* _DIRECTIONS_
Reproduce each line from the first in the data through the line that contains "In this exercise you will mark every instance of the green" exactly; give nothing else.

################

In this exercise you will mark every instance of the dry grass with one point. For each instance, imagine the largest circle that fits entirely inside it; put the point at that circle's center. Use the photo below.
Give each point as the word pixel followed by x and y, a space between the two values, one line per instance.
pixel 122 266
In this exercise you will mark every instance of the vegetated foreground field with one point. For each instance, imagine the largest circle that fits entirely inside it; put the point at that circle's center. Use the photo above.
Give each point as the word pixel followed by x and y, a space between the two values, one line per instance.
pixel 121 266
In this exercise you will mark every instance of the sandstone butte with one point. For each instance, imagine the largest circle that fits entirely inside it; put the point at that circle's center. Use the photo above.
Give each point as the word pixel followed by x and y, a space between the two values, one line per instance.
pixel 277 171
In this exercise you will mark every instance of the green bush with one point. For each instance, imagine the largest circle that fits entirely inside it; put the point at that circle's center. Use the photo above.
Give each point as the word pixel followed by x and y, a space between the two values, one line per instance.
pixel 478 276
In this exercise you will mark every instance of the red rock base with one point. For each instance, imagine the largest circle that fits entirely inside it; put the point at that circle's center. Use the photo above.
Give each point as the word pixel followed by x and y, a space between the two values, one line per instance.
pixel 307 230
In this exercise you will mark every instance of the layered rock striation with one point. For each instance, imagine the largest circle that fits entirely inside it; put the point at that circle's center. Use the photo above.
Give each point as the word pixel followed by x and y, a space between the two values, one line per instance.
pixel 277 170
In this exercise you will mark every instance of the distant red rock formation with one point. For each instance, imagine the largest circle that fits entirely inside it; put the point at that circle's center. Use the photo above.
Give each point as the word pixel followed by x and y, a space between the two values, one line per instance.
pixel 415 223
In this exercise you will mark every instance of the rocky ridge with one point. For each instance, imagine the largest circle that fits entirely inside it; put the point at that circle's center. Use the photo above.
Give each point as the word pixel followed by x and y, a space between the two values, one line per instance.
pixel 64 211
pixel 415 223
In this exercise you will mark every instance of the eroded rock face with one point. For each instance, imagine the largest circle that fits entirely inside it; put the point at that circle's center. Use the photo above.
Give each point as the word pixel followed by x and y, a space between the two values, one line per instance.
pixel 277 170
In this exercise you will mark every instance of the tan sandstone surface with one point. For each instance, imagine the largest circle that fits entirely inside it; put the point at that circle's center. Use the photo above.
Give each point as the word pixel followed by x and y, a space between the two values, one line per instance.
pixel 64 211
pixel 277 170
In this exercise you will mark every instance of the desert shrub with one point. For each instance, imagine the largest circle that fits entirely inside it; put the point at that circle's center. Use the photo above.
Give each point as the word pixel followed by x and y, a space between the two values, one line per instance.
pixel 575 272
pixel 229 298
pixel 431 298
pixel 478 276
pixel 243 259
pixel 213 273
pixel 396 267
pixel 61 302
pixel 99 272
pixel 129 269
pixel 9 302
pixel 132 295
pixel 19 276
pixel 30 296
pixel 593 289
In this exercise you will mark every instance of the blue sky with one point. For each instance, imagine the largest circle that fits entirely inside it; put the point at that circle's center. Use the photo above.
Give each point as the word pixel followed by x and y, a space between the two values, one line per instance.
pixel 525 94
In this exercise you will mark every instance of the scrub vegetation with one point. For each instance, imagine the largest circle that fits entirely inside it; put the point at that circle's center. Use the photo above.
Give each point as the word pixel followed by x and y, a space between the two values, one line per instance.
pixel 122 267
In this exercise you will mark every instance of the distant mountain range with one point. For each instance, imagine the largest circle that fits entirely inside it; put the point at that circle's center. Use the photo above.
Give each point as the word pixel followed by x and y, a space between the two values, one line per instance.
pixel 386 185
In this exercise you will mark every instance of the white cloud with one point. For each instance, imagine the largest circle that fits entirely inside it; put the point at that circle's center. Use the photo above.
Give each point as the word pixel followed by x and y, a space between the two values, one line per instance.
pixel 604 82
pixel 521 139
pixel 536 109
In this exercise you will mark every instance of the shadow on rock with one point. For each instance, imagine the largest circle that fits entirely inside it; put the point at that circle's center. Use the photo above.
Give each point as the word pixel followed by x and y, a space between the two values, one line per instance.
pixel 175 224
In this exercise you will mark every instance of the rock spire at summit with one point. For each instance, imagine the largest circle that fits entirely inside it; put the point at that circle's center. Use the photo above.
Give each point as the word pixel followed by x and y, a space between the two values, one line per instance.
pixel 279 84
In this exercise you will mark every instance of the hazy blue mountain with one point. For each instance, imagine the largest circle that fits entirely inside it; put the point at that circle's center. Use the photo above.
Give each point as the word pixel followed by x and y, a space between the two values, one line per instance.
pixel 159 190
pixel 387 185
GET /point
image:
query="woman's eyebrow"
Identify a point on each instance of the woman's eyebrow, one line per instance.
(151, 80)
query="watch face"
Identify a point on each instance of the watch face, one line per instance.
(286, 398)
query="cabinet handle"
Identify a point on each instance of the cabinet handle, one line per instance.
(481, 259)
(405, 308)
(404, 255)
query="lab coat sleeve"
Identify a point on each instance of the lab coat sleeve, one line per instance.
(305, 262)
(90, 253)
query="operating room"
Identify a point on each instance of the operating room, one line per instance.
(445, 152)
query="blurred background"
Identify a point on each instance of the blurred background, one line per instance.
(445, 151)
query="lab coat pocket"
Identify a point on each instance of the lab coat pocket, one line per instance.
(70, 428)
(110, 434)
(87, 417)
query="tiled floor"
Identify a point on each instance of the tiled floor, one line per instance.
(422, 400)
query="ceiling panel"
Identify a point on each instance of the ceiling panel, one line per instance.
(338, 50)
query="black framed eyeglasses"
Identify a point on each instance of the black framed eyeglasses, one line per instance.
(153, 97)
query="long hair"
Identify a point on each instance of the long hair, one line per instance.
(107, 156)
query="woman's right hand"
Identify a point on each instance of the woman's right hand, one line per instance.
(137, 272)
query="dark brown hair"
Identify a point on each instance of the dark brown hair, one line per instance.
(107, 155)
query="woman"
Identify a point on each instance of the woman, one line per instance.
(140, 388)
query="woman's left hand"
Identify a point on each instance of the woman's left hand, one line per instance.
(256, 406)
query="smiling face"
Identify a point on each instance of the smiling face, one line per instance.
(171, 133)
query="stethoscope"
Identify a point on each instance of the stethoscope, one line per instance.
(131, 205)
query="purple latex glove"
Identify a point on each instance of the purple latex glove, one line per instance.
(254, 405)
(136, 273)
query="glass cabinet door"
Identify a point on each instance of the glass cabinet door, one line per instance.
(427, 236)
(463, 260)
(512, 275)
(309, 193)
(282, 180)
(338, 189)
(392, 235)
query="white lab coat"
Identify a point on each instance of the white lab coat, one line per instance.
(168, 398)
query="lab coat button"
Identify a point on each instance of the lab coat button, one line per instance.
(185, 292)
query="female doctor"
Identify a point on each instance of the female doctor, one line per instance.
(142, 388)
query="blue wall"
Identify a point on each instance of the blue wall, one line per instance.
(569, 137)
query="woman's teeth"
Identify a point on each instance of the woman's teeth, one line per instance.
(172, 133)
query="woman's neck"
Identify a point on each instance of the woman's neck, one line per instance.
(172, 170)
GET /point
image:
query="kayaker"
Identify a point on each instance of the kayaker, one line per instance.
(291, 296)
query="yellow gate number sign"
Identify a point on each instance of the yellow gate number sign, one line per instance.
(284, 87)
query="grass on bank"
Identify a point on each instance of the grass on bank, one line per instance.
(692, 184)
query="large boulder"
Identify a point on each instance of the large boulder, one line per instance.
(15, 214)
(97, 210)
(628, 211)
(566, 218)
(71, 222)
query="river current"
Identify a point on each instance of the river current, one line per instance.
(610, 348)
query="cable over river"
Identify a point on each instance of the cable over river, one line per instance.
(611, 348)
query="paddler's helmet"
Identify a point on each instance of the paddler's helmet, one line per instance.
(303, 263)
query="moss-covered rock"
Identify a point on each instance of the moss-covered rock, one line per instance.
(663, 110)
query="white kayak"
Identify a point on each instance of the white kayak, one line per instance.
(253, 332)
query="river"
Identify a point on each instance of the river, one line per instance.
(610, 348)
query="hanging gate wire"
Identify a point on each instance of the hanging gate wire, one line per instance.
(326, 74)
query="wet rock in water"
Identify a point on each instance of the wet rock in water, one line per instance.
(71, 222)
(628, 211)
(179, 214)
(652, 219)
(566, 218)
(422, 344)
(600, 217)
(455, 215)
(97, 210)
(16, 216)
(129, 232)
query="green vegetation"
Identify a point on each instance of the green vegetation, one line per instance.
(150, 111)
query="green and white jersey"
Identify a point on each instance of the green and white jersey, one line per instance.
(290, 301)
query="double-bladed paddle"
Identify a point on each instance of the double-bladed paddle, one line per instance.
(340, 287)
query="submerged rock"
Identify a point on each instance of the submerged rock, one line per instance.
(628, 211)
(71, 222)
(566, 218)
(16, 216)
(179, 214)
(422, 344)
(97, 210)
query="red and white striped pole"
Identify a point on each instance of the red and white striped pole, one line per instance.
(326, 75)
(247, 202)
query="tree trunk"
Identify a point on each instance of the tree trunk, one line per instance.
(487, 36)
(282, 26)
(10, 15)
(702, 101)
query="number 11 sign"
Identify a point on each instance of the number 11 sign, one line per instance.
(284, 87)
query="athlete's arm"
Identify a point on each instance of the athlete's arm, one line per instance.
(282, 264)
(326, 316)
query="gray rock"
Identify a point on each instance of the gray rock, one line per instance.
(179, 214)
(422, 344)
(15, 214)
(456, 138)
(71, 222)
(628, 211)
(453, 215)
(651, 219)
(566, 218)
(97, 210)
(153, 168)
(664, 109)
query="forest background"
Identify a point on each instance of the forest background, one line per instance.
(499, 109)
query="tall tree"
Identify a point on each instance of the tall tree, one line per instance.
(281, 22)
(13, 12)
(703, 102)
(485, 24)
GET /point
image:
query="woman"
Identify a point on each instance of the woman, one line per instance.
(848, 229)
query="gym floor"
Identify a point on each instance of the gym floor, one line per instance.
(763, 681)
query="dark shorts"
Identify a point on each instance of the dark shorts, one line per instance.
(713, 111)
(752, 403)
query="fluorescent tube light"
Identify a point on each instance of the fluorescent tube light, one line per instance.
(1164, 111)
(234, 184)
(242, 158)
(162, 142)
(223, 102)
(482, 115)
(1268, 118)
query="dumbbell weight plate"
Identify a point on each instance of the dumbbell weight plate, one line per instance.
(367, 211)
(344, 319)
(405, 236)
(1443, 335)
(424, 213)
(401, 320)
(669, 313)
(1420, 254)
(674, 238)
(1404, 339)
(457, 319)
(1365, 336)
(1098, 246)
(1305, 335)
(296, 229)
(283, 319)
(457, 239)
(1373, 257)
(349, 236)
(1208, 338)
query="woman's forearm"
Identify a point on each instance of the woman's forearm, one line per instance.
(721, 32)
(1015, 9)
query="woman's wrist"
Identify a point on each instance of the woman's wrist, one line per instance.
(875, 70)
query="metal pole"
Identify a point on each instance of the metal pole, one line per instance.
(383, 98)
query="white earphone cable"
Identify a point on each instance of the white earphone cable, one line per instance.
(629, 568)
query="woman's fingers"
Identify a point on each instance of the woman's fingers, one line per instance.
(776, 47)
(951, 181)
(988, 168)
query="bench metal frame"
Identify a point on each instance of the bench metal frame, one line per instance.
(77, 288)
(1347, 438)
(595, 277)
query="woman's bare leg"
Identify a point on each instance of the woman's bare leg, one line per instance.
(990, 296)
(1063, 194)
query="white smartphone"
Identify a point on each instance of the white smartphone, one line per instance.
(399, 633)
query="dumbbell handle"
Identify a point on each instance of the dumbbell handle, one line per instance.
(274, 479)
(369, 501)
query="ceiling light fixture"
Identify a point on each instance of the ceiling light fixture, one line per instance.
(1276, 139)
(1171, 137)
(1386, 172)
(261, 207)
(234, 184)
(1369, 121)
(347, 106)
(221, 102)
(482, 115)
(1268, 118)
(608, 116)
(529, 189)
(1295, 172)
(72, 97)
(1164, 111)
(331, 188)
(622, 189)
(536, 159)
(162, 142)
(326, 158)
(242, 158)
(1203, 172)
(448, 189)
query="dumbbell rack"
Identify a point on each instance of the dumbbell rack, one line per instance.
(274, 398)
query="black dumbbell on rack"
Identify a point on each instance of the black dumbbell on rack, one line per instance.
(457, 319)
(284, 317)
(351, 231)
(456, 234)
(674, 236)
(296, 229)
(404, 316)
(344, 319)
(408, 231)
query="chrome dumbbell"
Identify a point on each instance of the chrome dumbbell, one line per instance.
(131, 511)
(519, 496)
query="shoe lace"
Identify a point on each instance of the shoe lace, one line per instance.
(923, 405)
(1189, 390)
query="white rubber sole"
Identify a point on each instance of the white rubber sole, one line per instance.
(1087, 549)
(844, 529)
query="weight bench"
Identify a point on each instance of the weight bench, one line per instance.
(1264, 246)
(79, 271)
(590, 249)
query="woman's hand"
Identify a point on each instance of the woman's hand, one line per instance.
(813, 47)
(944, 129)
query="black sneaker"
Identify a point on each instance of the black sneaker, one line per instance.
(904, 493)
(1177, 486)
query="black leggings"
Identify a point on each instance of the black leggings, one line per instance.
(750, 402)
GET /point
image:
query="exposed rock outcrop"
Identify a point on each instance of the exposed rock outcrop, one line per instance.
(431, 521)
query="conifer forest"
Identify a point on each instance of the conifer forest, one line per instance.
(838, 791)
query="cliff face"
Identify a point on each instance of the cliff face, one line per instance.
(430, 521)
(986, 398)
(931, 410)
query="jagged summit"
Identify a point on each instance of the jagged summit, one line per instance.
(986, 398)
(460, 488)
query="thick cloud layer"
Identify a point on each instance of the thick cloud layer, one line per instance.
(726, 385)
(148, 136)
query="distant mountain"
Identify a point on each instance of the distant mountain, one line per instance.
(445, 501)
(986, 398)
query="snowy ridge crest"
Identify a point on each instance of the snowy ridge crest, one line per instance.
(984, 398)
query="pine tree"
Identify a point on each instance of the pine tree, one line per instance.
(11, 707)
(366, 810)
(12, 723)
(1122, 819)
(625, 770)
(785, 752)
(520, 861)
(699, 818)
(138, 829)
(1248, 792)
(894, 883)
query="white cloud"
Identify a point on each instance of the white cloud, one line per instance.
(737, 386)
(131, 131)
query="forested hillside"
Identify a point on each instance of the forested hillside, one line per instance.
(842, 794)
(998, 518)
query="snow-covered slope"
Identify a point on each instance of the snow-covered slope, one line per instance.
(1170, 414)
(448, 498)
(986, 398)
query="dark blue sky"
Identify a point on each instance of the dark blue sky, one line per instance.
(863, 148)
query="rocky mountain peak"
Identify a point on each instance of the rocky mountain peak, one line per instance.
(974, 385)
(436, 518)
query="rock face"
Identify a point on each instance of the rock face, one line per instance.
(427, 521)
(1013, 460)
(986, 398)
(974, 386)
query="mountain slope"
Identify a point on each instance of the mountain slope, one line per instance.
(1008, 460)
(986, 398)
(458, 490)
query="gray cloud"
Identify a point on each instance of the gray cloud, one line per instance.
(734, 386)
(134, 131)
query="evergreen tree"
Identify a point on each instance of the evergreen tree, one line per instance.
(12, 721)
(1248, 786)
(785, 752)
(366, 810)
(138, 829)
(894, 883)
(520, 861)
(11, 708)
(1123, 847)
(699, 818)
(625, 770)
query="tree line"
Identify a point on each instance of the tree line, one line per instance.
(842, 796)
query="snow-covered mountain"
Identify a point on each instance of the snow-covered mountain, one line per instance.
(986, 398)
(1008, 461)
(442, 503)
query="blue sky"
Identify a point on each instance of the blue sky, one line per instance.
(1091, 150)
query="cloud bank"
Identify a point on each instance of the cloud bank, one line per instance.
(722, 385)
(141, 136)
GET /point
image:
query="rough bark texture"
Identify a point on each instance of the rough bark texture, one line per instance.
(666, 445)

################

* _WRITTEN RESPONSE_
In this exercise you will mark every instance of the dry grass with one point. For each instance, imagine the largest circle that fits entirely inside it; put the point at that circle's center. Use the photo below.
Give each point as the word pixel followed by x and y, a space between the two values, one line per instance.
pixel 122 266
In this exercise you will mark every instance of the vegetated foreground field with one point. For each instance, imagine the largest circle that fits entirely inside it; put the point at that circle's center. Use the photo above.
Give each point as the word pixel followed by x and y, a space between the two values, one line per instance.
pixel 121 266
In this exercise you will mark every instance of the sandstone butte with one point. For each instance, imagine the largest circle that fits entirely inside it; put the point at that circle's center. Use the photo above.
Give each point as the word pixel followed by x and y, a space between the two values, one line per instance.
pixel 277 171
In this exercise you will mark every instance of the green bush with one point. For each instance, imagine the largest circle that fits entirely inside it; put the point at that circle's center. Use the photo above.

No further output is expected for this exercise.